** Opening DOCUMENT EXTRACT block **
Preventive Screening Saves Lives
Chronic health conditions are very common. In fact, it is believed that around one of two American adults are sufferers of one chronic condition or more. This is information gathered by the Centers for Disease Control and Prevention or the CDC. What people don’t realize is that there exists the ability to prevent these diseases or at least to screen for them early enough so they don’t amount to more serious conditions.
Screening tests don’t have to be expensive. For example, screening for diabetes can be as simple as purchasing a home test kit for around $15 and testing your fasting blood sugar. Doctors’ testing is a bit more expensive but probably not more than $50-$100. In addition, many employees are offering screening tests for their employees for free and many low cost screening programs exist.
Finding out you have an early case of a serious disease can cut down on visits to the emergency room and endless visits to the doctor in order to treat a complicated condition. Health plans, for this reason, are providing incentives for those willing to be screened for diseases in their asymptomatic or early state.
Even so, Preventive care is not something adults often think of. They think nothing of taking their infant in for a shot or for Preventive care and yet they fail to consider the fact that their health is as important as their children’s.
** Closing DOCUMENT EXTRACT block **
** Opening RECORDED DATA block **
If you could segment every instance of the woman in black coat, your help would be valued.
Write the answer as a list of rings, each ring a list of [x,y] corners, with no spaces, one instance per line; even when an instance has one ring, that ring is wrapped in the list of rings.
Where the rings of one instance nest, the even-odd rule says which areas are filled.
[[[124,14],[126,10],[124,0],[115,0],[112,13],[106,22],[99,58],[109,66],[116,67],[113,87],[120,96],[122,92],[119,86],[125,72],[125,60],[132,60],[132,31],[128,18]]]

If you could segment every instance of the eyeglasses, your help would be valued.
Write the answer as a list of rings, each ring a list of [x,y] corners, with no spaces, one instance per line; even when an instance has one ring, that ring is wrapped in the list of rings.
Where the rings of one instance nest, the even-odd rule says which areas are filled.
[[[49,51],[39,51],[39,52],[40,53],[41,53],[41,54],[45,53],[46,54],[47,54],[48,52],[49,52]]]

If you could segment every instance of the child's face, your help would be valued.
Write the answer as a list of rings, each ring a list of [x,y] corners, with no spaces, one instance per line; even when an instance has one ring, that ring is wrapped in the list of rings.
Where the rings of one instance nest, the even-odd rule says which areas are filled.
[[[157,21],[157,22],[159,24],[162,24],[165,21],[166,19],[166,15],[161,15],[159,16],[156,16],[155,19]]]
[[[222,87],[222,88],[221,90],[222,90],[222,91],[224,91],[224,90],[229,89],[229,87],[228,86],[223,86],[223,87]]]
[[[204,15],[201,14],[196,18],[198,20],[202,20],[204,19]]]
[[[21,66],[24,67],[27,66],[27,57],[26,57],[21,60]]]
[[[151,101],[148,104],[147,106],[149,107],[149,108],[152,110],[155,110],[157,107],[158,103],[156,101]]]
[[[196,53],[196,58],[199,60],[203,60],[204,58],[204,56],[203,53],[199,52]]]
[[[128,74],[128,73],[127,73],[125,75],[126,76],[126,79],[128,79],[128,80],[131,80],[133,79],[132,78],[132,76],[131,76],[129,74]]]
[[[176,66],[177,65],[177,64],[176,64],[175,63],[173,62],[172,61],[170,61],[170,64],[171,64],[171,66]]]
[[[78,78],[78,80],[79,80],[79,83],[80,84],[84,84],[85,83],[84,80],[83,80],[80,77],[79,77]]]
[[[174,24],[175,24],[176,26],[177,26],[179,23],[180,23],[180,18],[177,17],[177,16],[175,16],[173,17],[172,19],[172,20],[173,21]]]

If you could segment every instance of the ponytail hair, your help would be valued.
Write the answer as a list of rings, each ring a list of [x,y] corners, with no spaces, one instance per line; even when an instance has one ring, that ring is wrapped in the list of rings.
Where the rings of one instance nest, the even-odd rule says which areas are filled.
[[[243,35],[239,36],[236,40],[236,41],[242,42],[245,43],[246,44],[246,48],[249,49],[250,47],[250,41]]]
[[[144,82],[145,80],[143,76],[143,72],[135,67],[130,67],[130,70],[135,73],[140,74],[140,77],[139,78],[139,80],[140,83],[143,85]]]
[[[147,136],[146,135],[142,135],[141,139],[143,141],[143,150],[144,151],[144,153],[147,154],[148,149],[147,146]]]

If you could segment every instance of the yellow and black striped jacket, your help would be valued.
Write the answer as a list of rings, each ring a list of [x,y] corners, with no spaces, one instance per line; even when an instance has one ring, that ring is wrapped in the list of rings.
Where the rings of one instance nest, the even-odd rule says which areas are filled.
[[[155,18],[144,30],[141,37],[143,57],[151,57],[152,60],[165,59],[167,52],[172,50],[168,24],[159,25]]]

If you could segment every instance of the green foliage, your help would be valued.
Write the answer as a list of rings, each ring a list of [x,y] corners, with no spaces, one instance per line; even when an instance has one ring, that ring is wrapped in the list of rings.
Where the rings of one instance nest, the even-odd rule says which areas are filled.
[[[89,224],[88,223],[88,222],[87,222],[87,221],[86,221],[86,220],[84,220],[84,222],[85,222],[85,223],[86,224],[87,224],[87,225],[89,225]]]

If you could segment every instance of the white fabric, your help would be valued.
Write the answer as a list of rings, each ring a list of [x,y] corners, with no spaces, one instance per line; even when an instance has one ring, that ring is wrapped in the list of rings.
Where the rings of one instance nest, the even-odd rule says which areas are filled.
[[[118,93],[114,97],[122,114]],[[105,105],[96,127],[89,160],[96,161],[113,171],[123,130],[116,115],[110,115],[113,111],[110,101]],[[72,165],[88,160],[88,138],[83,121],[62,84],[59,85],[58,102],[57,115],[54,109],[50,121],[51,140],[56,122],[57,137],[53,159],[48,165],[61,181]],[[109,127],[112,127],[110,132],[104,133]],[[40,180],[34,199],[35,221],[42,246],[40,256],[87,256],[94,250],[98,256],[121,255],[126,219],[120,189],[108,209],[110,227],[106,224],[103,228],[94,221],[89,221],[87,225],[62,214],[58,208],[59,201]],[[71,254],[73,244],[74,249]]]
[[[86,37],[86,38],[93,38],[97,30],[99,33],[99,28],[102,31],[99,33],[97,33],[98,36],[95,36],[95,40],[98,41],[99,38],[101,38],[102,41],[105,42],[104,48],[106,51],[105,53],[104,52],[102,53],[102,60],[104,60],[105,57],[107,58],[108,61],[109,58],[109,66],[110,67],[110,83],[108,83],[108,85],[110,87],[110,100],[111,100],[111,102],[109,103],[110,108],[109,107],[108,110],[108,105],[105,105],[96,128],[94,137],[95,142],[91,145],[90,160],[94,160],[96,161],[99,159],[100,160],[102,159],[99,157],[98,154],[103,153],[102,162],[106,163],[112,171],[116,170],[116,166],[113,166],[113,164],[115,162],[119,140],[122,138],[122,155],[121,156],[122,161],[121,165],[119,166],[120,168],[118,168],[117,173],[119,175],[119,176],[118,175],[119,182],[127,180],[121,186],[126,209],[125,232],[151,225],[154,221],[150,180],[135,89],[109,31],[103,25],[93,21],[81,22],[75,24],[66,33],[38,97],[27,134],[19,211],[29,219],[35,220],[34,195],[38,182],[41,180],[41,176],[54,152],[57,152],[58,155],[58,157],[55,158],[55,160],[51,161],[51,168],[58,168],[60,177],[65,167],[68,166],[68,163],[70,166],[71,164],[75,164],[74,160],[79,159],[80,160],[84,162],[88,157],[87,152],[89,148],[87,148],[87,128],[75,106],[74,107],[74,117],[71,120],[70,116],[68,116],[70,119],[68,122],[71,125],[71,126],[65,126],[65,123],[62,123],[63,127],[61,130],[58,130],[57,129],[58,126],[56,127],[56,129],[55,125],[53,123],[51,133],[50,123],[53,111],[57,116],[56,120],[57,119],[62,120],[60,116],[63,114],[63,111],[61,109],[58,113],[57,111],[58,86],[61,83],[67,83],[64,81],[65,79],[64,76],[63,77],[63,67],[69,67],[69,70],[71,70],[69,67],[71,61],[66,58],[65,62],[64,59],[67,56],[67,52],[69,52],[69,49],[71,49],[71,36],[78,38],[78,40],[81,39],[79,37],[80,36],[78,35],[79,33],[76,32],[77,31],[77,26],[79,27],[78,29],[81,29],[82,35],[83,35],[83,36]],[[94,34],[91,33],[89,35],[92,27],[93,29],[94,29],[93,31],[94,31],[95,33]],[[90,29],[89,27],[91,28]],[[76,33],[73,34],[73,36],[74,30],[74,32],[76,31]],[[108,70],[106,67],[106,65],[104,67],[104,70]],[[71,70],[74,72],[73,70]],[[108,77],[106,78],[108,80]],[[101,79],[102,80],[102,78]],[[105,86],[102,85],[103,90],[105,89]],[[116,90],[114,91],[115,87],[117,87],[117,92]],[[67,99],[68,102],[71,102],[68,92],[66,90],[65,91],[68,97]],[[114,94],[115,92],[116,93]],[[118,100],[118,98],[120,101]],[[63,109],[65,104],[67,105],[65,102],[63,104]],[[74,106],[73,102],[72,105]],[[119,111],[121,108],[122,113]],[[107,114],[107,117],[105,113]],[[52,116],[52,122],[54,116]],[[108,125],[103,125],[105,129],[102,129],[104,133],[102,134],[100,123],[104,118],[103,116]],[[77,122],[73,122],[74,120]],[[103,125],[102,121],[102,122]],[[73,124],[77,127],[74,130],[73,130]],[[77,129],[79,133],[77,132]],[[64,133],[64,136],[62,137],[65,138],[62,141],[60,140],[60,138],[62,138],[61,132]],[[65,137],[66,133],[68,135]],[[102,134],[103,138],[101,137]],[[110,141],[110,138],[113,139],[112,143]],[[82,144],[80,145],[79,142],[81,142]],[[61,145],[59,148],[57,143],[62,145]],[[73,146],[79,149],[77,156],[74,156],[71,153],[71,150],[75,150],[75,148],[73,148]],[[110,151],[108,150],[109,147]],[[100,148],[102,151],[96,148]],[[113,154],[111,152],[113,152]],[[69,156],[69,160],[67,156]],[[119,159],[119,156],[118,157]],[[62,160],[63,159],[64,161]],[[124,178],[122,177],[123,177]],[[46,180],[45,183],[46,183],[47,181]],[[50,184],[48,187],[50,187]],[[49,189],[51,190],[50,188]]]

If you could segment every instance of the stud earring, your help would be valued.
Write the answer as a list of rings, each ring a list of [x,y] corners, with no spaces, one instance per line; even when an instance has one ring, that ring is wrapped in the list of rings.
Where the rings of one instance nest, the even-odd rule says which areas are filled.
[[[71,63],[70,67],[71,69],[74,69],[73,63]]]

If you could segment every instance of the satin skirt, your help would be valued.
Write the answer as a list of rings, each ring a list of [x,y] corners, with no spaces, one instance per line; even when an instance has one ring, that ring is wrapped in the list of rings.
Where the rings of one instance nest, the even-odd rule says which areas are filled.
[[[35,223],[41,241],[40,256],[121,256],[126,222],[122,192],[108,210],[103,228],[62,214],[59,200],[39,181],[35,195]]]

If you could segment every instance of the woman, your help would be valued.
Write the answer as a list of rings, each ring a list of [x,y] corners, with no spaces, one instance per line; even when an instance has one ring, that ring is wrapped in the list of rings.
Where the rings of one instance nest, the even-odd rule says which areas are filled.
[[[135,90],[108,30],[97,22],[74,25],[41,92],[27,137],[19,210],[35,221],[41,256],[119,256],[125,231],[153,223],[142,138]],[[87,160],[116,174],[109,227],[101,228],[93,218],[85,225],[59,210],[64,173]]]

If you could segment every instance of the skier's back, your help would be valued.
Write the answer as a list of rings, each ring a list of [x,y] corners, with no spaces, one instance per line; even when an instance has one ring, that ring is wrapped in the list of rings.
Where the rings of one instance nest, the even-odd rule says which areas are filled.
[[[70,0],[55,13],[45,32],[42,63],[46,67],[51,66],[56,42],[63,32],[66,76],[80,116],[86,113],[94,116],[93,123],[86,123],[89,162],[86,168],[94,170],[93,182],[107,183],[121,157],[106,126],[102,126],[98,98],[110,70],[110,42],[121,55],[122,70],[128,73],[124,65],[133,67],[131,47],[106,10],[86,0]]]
** Closing RECORDED DATA block **
■ WHAT THIS TASK INVOLVES
Please continue the piece on preventive health screening, picking up right after its last sentence.

■ EXERCISE ANSWER
Screening for cancer is especially important. The two most common cancer screening tests include the colonoscopy and the mammogram, which screen for colon cancer and breast cancer, respectively. Screening for colon cancer is recommended at age fifty and yet less than half of all individuals are current in their colorectal screening.
In the same vein, fewer than half of all women eligible to receive a mammogram for breast cancer detection are getting their tests on a regular basis. Most doctors are beginning to screen women for the disease by the age of forty. The risk of dying from a case of breast cancer is reduced by 35 percent among women aged fifty and older.
Diabetic, heart disease and stroke detection are just as important as cancer screening. Diabetes is very common, affecting up to 24 million Americans at any given time. Diabetes is a major contributor to heart disease, kidney disease, amputation of the legs, stroke and blindness. Diabetic screening along with screening for cholesterol and high blood pressure can demonstrate the risk of heart disease before the patient actually develops the condition.